- _Source extract_:
---*---

1. Practical Reasoning and Universality
Since the beginning of philosophy, philosophers have tried to look for the universal principles from which criteria for telling the right from wrong can be derived. Such kind of philosophical endeavor implies a conviction that certain so-called “moral” rules actually held by the people of any particular tradition at any point of history could be invalid. That is, it’s possible that the majority of the people of any time and any place could hold invalid moral beliefs. There could be cases that what are held to be “right” are wrong, and what are held to be “wrong” are right. But how can we know what is right and what is wrong if not consulting the majority for their opinion?
Philosophers believe that human rationality is a possible ground for a final verdict in matters of moral decision. Given a collection of alleged moral rules, we are capable of separating the valid ones from the invalid by using our reason in a methodic way. Such a way of using reason for the sake of deciding the right kinds of action or right action in a particular situation is called “practical reasoning,” and the discussion of issues pertaining to practical reasoning is usually called “moral philosophy.” As for ethics in the philosophical sense, it’s the actual use of practical reasoning by which to find the first valid moral principle and then the procedure for deriving valid rules of action from the principle. As we know, Kant’s deontological ethics and Mill’s utilitarian ethics are the two most respected examples of practical reasoning in moral philosophy and ethics.
Despite their actual disagreement on the first principle from which all moral rules are derived, philosophical ethicists do assume the common position that human rationality is the only means to reach a universal ethic. This is so because universality is not a matter of incidental consensus as a contingent event, but a matter of self-evident necessity as a logical status.

---*---

- _Information shown_:
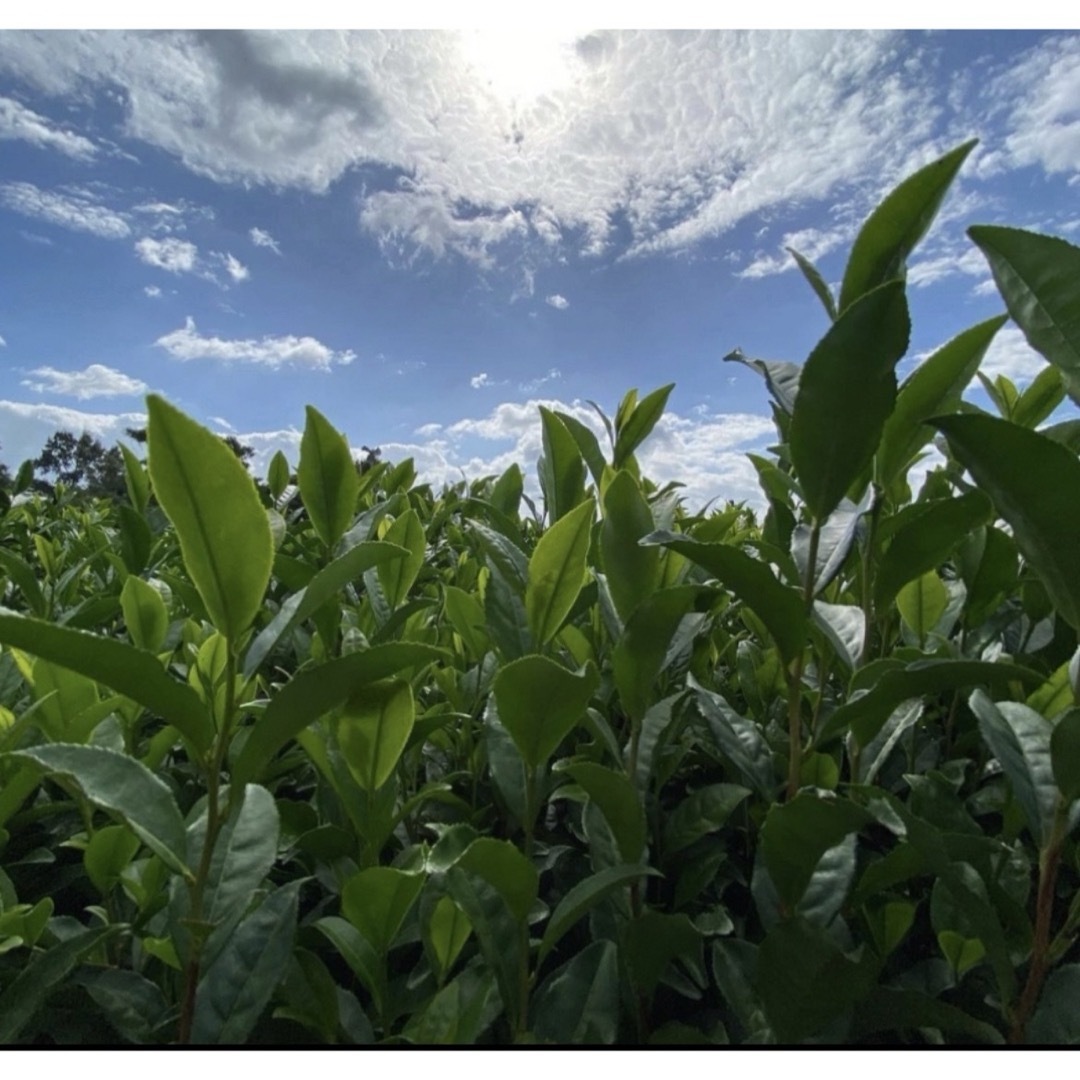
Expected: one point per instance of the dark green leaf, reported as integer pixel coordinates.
(503, 867)
(327, 477)
(1065, 754)
(235, 988)
(850, 374)
(796, 835)
(585, 895)
(561, 468)
(25, 996)
(805, 981)
(540, 702)
(703, 812)
(1020, 739)
(926, 541)
(779, 606)
(866, 715)
(1037, 277)
(374, 729)
(125, 788)
(634, 430)
(896, 226)
(933, 389)
(322, 588)
(817, 282)
(313, 692)
(579, 1003)
(619, 802)
(557, 571)
(1033, 482)
(211, 499)
(376, 902)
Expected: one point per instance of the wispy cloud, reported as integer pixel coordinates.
(534, 385)
(1011, 355)
(18, 122)
(234, 268)
(273, 352)
(262, 239)
(176, 256)
(69, 210)
(93, 381)
(671, 137)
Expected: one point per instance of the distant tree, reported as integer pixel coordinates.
(369, 460)
(82, 462)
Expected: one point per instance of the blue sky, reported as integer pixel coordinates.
(427, 234)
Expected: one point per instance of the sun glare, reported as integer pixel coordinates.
(521, 65)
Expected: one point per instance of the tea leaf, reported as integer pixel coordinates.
(374, 728)
(125, 788)
(896, 226)
(635, 429)
(327, 477)
(557, 571)
(322, 588)
(849, 374)
(145, 615)
(1033, 482)
(933, 389)
(540, 702)
(238, 985)
(376, 902)
(632, 569)
(313, 692)
(211, 500)
(585, 895)
(779, 606)
(1037, 277)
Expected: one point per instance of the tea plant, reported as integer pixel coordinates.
(339, 759)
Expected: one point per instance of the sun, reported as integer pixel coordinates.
(521, 65)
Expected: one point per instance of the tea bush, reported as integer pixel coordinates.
(339, 759)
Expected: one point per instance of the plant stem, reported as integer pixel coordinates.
(214, 823)
(867, 591)
(1049, 861)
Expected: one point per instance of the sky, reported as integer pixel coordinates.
(428, 234)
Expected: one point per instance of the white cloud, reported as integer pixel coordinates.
(234, 268)
(534, 385)
(262, 239)
(94, 381)
(1044, 124)
(1011, 355)
(70, 210)
(967, 259)
(271, 352)
(810, 243)
(706, 455)
(26, 427)
(639, 140)
(18, 122)
(176, 256)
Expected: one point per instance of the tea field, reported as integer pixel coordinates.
(335, 758)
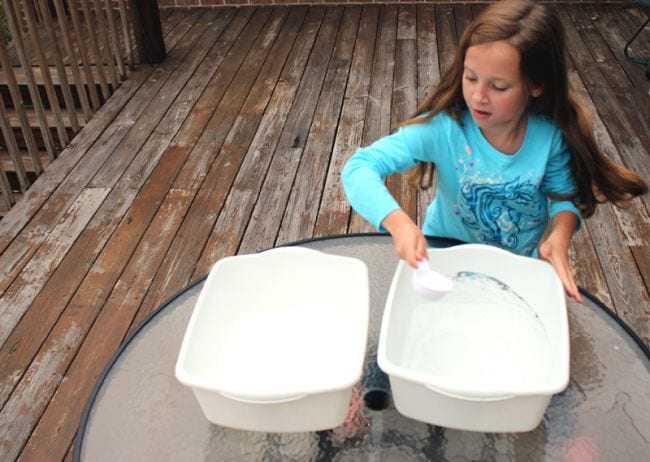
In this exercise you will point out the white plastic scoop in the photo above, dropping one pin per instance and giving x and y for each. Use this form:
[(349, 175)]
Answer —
[(430, 283)]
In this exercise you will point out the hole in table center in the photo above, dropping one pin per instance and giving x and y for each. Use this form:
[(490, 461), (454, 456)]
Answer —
[(377, 399)]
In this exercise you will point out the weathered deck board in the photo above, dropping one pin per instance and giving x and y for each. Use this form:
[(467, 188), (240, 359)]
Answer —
[(235, 143)]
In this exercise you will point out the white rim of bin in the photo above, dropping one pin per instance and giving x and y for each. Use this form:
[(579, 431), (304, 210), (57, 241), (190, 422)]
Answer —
[(457, 388), (294, 395)]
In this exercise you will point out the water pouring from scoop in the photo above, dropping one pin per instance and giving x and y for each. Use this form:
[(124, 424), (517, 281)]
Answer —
[(430, 283)]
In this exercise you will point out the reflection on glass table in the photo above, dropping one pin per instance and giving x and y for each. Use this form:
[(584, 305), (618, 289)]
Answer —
[(139, 411)]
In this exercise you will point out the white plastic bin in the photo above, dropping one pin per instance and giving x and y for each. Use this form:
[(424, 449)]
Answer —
[(452, 364), (277, 340)]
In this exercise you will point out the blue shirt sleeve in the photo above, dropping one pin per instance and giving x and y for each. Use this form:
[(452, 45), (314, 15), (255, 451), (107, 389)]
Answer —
[(364, 173), (558, 179)]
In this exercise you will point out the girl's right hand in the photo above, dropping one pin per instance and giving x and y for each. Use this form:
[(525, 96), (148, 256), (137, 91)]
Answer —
[(410, 243)]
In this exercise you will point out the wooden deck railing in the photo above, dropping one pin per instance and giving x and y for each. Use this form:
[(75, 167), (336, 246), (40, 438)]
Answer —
[(63, 61)]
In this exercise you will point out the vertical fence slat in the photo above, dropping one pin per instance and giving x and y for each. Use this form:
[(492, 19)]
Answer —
[(126, 32), (19, 107), (7, 194), (47, 79), (72, 58), (106, 47), (12, 148), (99, 62), (85, 60), (138, 34), (115, 40), (60, 67), (15, 28)]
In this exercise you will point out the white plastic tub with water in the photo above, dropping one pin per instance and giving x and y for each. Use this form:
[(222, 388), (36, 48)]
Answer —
[(486, 357), (277, 340)]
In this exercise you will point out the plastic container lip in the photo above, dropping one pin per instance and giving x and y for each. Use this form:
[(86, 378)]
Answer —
[(462, 387), (343, 378)]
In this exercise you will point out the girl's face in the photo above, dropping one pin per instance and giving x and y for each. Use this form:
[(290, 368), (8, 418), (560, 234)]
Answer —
[(494, 89)]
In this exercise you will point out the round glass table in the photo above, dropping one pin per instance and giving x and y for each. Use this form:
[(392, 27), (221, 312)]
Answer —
[(139, 411)]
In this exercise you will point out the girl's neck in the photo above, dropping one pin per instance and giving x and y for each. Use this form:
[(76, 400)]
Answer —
[(507, 140)]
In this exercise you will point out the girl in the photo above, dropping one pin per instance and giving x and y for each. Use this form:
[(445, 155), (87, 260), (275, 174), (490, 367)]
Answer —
[(513, 148)]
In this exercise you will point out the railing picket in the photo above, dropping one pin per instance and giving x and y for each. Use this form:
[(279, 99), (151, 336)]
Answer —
[(72, 58), (60, 67), (115, 39), (47, 79), (106, 47), (85, 60), (99, 62), (126, 32), (17, 34), (19, 107), (12, 148)]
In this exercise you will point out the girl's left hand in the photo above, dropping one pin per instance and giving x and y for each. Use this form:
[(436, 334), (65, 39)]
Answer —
[(555, 250)]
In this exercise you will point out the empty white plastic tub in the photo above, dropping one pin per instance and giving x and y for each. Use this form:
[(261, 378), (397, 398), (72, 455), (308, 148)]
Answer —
[(277, 340), (470, 361)]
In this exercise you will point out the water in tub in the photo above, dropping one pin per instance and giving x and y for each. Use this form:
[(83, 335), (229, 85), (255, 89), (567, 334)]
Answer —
[(481, 331)]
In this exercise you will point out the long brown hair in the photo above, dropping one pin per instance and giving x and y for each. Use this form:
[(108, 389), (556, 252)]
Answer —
[(538, 35)]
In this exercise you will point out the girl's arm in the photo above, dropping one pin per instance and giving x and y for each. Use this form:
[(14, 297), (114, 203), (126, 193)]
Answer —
[(555, 249), (410, 243)]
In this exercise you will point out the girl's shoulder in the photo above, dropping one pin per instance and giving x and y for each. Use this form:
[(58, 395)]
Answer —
[(542, 123)]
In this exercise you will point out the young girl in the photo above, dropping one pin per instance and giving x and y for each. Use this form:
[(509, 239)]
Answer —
[(513, 148)]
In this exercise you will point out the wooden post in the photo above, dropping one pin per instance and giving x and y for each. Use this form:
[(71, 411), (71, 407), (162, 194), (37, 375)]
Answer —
[(148, 16)]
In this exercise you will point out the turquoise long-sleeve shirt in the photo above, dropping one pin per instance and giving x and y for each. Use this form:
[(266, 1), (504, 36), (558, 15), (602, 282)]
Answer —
[(482, 195)]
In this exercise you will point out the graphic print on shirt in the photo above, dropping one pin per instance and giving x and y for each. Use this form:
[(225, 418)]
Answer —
[(500, 213)]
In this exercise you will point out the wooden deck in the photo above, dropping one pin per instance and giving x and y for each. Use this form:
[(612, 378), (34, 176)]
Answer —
[(234, 144)]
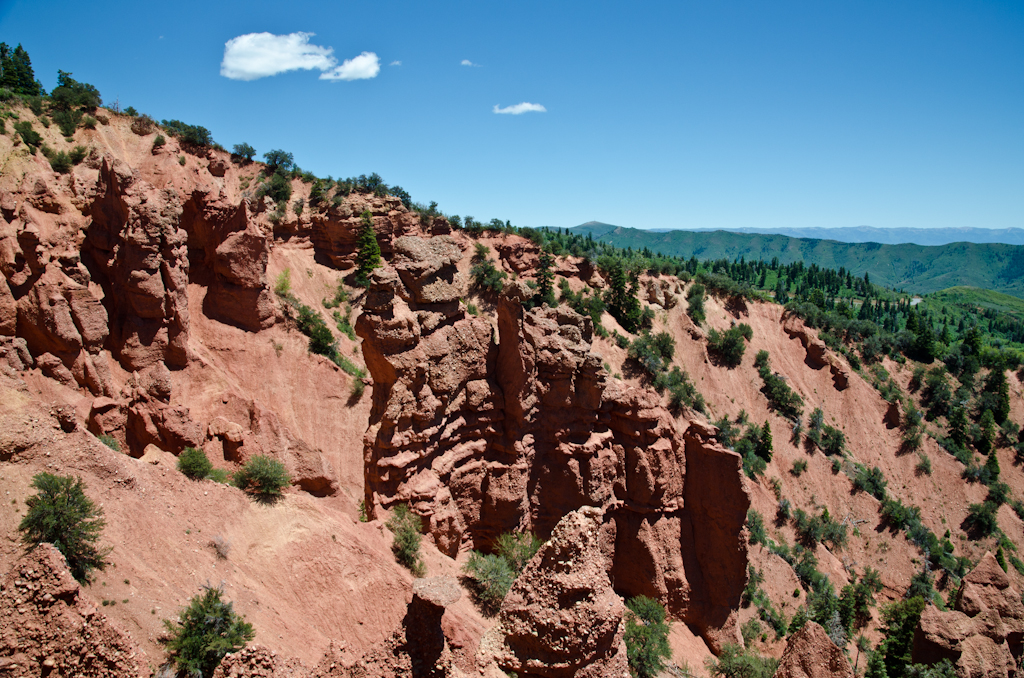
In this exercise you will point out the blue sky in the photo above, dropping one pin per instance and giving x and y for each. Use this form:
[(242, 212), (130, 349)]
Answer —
[(655, 115)]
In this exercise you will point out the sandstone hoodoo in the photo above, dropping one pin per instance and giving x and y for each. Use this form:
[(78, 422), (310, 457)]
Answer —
[(483, 432), (409, 443)]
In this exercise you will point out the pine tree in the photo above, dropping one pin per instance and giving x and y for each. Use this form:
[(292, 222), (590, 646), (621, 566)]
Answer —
[(987, 423), (368, 255), (545, 281)]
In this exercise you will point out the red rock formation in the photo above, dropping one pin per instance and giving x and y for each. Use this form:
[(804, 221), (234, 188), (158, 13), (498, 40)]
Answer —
[(817, 353), (811, 653), (482, 436), (335, 231), (984, 633), (561, 619), (49, 627)]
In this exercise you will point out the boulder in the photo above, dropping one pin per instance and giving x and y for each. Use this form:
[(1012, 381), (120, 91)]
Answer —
[(43, 611), (561, 619), (984, 631), (811, 653)]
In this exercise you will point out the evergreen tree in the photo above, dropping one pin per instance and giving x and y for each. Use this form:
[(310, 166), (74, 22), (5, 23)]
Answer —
[(368, 254), (545, 281), (987, 423), (17, 75), (957, 426)]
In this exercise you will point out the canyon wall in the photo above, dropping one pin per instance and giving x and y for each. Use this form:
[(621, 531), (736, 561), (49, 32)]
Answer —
[(486, 429)]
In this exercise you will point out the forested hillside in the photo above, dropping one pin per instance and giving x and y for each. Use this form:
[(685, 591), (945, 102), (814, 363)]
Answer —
[(911, 267)]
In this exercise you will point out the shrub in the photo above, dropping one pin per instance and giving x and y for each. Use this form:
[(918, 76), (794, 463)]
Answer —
[(30, 136), (60, 514), (870, 480), (60, 163), (262, 476), (492, 577), (78, 154), (681, 389), (646, 636), (728, 346), (406, 526), (494, 574), (243, 154), (833, 440), (143, 125), (368, 254), (694, 302), (652, 351), (195, 464), (756, 526), (982, 518), (487, 277), (206, 631), (735, 662), (190, 136), (780, 397)]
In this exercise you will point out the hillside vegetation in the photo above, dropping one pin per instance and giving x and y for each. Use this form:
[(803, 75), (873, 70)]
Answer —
[(912, 267)]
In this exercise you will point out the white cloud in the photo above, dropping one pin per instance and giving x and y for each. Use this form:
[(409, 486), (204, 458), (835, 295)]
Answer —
[(364, 67), (257, 55), (520, 109)]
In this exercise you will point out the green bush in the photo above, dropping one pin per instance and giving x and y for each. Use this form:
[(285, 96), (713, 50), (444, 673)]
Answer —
[(646, 636), (728, 347), (368, 253), (735, 662), (406, 526), (60, 514), (195, 464), (206, 631), (780, 397), (494, 574), (262, 476), (681, 389), (243, 154), (756, 527), (30, 136), (194, 137), (694, 302), (982, 518), (78, 154), (652, 351), (870, 480), (60, 163)]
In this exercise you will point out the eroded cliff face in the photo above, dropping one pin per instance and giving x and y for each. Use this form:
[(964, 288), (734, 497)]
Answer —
[(484, 430)]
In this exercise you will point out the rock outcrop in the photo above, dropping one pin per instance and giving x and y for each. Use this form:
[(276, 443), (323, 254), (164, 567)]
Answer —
[(49, 627), (983, 635), (811, 653), (561, 619), (818, 355), (484, 434)]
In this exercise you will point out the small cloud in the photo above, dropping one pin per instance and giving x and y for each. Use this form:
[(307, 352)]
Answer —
[(364, 67), (257, 55), (520, 109)]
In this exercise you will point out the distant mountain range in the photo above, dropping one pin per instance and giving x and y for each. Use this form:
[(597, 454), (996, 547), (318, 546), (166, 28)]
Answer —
[(913, 267), (883, 236)]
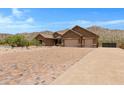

---*---

- _The problem_:
Rewrite the practical reasoning text between "1. Practical Reasoning" and "for their opinion?", inclusive, putting "greater part" wherever "majority" appears.

- _Written solution_:
1. Practical Reasoning and Universality
Since the beginning of philosophy, philosophers have tried to look for the universal principles from which criteria for telling the right from wrong can be derived. Such kind of philosophical endeavor implies a conviction that certain so-called “moral” rules actually held by the people of any particular tradition at any point of history could be invalid. That is, it’s possible that the greater part of the people of any time and any place could hold invalid moral beliefs. There could be cases that what are held to be “right” are wrong, and what are held to be “wrong” are right. But how can we know what is right and what is wrong if not consulting the greater part for their opinion?